■ **What the task requires**:
Count the lines in the material below that contain the string "chest". Case counts. Reply with the number alone.

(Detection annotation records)
----
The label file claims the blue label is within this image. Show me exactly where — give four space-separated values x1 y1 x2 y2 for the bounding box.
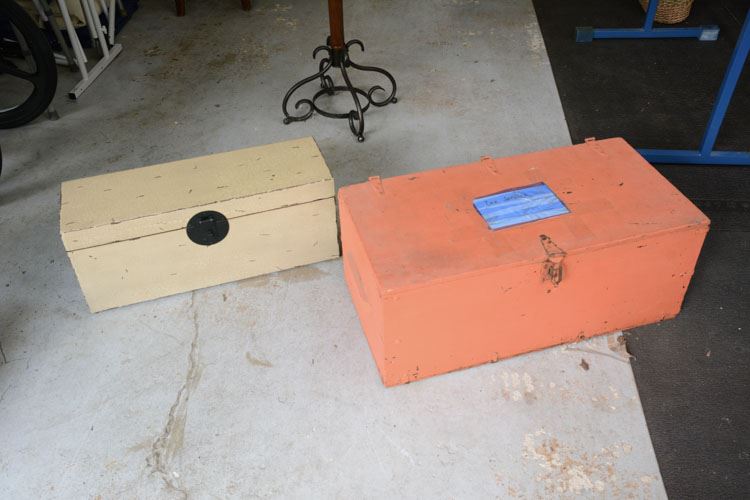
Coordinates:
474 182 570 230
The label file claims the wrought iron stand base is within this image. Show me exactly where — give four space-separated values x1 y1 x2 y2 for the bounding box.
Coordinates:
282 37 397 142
----
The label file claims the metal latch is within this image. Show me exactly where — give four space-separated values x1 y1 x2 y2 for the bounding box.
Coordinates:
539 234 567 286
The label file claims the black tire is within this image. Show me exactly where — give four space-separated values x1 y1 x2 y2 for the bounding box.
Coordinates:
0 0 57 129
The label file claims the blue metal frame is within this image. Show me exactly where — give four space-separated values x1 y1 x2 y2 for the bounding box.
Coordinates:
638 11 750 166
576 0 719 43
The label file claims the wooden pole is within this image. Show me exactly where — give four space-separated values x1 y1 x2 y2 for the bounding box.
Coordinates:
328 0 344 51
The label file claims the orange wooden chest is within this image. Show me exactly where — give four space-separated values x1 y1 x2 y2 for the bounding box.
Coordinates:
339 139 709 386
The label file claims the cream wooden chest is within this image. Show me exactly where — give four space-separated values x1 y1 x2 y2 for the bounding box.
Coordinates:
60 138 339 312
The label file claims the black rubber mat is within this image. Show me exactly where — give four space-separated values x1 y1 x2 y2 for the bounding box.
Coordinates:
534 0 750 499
----
■ **Output of the exercise**:
2